Extract to read>
Unfortunately, I also developed an astonishing ability to not ask for help.  I have become so used to everyone being involved in their own busy lives that asking for help has become more of a burden on me than on those I'm asking.  Everyone around me has become so used to me taking care of myself, that they don't even worry I may be struggling.  Which is a good and bad thing. 

The point is, independence is good.  When independence becomes bad is when you can't let go of it.  Society often views too much independence as selfishness, but I don't see that - I see it as survival of the fittest.  We have learned to adapt to our surroundings and do what we can to survive. 

Hence, I've been both the man and lady of the house.  But where does that leave me in two months when I actually have a man of the house?  I've been having all sorts of break-downs discerning where I need to step up and where I need to let go.  For the record, I hate struggle letting go of control of a life only I have been in charge of for the past 16 years.

I also struggle with the definition of feminist in a worldly sense.  If you take it to mean that you believe a woman can do every bit as much as a man, although she has traits uniquely suited to a woman and she can embrace those as well, then, yes, I am a feminist.  Unfortunately, a lot of folks see "feminist" to be gung-ho girl power and down-with-men all in pursuit of "equality."

Information shown>
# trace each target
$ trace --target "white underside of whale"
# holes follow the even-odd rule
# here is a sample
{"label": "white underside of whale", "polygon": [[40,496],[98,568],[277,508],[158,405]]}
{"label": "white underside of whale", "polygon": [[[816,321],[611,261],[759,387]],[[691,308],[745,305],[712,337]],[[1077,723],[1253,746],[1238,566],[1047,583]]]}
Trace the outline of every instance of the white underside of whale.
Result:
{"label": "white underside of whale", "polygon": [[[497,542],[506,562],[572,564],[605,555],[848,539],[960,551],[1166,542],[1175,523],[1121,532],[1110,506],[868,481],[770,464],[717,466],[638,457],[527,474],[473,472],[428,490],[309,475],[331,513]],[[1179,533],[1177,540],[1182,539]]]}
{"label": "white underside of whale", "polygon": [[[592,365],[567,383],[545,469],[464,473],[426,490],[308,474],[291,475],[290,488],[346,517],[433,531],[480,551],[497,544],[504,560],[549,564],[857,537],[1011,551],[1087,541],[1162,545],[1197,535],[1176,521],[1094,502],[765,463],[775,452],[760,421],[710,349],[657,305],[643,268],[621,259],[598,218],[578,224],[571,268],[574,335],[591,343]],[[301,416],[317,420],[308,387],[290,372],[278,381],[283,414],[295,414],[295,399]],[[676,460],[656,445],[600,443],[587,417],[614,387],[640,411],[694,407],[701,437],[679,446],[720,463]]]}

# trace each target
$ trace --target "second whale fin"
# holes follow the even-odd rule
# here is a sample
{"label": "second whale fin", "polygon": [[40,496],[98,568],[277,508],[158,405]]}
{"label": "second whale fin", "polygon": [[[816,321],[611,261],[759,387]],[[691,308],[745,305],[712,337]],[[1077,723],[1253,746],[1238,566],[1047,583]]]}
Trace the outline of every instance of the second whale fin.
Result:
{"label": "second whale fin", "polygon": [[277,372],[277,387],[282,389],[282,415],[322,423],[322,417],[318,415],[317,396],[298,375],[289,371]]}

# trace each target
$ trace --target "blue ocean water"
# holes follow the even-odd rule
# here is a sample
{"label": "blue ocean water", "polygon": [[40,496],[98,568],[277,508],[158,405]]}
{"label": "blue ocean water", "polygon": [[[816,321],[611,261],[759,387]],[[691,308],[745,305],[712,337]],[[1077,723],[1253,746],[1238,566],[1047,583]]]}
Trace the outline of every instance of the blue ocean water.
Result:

Tasks for this exercise>
- 1) Repeat the passage on independence word for word, starting at "The point is, independence" and ending at "can to survive.".
- 2) Identify each line of the records containing the string "label", and copy those lines out in full.
The passage on independence and the records are unrelated material.

Results of the tasks>
- 1)
The point is, independence is good.  When independence becomes bad is when you can't let go of it.  Society often views too much independence as selfishness, but I don't see that - I see it as survival of the fittest.  We have learned to adapt to our surroundings and do what we can to survive.

- 2)
{"label": "white underside of whale", "polygon": [[40,496],[98,568],[277,508],[158,405]]}
{"label": "white underside of whale", "polygon": [[[816,321],[611,261],[759,387]],[[691,308],[745,305],[712,337]],[[1077,723],[1253,746],[1238,566],[1047,583]]]}
{"label": "white underside of whale", "polygon": [[[497,542],[506,562],[572,564],[605,555],[848,539],[960,551],[1166,542],[1175,523],[1121,532],[1110,506],[868,481],[770,464],[717,466],[638,457],[527,474],[473,472],[428,490],[309,475],[331,513]],[[1179,533],[1177,540],[1182,539]]]}
{"label": "white underside of whale", "polygon": [[[592,365],[567,383],[545,469],[464,473],[426,490],[308,474],[291,475],[290,488],[346,517],[433,531],[480,551],[497,544],[504,560],[549,564],[857,537],[1011,551],[1087,541],[1162,545],[1197,535],[1176,521],[1094,502],[765,463],[775,452],[760,421],[710,349],[657,305],[643,268],[621,259],[598,218],[578,224],[571,268],[574,335],[591,343]],[[301,416],[317,420],[308,387],[290,372],[278,381],[283,414],[295,414],[295,399]],[[676,460],[656,445],[600,443],[587,417],[614,387],[640,411],[694,407],[701,437],[679,446],[720,463]]]}
{"label": "second whale fin", "polygon": [[40,496],[98,568],[277,508],[158,405]]}
{"label": "second whale fin", "polygon": [[[816,321],[611,261],[759,387]],[[691,308],[745,305],[712,337]],[[1077,723],[1253,746],[1238,566],[1047,583]]]}
{"label": "second whale fin", "polygon": [[277,372],[277,387],[282,389],[282,415],[322,423],[322,417],[318,415],[317,396],[298,375],[289,371]]}
{"label": "blue ocean water", "polygon": [[40,496],[98,568],[277,508],[158,405]]}
{"label": "blue ocean water", "polygon": [[[816,321],[611,261],[759,387]],[[691,308],[745,305],[712,337]],[[1077,723],[1253,746],[1238,566],[1047,583]]]}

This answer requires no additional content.